● Set exercise
What is needed here is an exact copy of every entry.

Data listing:
***
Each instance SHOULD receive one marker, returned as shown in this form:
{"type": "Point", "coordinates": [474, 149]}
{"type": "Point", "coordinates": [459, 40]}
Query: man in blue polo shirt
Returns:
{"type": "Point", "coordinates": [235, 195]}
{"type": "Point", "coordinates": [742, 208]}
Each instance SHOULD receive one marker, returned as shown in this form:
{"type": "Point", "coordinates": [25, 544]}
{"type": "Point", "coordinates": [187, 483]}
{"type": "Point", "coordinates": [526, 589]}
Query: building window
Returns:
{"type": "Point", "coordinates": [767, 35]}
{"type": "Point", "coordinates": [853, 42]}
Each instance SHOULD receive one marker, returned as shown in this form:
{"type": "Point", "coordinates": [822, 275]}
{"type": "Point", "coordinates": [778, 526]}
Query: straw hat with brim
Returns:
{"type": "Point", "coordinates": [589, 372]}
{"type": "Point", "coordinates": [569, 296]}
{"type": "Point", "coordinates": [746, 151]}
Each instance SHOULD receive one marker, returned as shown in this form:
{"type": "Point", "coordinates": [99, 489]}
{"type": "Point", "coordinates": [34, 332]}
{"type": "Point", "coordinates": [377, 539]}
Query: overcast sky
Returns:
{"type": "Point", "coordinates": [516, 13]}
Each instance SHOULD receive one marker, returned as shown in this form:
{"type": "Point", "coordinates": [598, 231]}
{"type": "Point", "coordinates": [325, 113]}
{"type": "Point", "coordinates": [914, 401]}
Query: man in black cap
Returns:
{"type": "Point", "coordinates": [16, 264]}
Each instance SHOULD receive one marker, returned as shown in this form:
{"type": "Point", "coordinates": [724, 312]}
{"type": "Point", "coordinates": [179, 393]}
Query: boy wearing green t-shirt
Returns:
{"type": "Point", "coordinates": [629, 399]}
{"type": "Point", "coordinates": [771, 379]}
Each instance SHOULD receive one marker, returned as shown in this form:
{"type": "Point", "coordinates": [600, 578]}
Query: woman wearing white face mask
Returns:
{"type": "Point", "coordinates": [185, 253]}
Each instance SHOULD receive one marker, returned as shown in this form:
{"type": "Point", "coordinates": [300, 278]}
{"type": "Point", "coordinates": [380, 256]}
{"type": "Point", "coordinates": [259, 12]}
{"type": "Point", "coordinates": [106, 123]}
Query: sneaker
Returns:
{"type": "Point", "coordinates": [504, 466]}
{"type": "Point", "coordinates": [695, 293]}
***
● Expected answer
Each instance SHOULD receive one marker, returned as shown in this form:
{"type": "Point", "coordinates": [474, 149]}
{"type": "Point", "coordinates": [459, 40]}
Query: man in blue polo shirt
Returns:
{"type": "Point", "coordinates": [235, 195]}
{"type": "Point", "coordinates": [742, 208]}
Each instance SHOULD receive one marker, returned as shown in this form:
{"type": "Point", "coordinates": [25, 544]}
{"type": "Point", "coordinates": [187, 483]}
{"type": "Point", "coordinates": [526, 589]}
Query: building window
Returns:
{"type": "Point", "coordinates": [767, 35]}
{"type": "Point", "coordinates": [853, 42]}
Each instance SHOULD receive one marker, returned as shown in this form:
{"type": "Point", "coordinates": [822, 275]}
{"type": "Point", "coordinates": [778, 526]}
Query: straw hat with brim
Returns:
{"type": "Point", "coordinates": [589, 372]}
{"type": "Point", "coordinates": [569, 296]}
{"type": "Point", "coordinates": [746, 151]}
Each instance SHOULD receive one marker, returned as shown in this form:
{"type": "Point", "coordinates": [99, 489]}
{"type": "Point", "coordinates": [34, 332]}
{"type": "Point", "coordinates": [377, 539]}
Query: overcast sky
Returns:
{"type": "Point", "coordinates": [516, 13]}
Each instance SHOULD receive one marker, returned as shown in this form:
{"type": "Point", "coordinates": [598, 231]}
{"type": "Point", "coordinates": [325, 113]}
{"type": "Point", "coordinates": [914, 401]}
Query: man in black cap
Returns:
{"type": "Point", "coordinates": [16, 264]}
Each instance SHOULD receive one marker, returned as shown in this form:
{"type": "Point", "coordinates": [724, 312]}
{"type": "Point", "coordinates": [179, 393]}
Query: boy wearing green t-shirt
Returns:
{"type": "Point", "coordinates": [629, 399]}
{"type": "Point", "coordinates": [771, 379]}
Each instance SHOULD receive one marker, returned as shown in this form:
{"type": "Point", "coordinates": [600, 578]}
Query: woman wearing white face mask
Returns:
{"type": "Point", "coordinates": [185, 253]}
Each instance SHOULD receive one marker, returned as shown in this form:
{"type": "Point", "coordinates": [300, 278]}
{"type": "Point", "coordinates": [380, 256]}
{"type": "Point", "coordinates": [259, 12]}
{"type": "Point", "coordinates": [106, 123]}
Query: sneaker
Returns:
{"type": "Point", "coordinates": [504, 466]}
{"type": "Point", "coordinates": [695, 293]}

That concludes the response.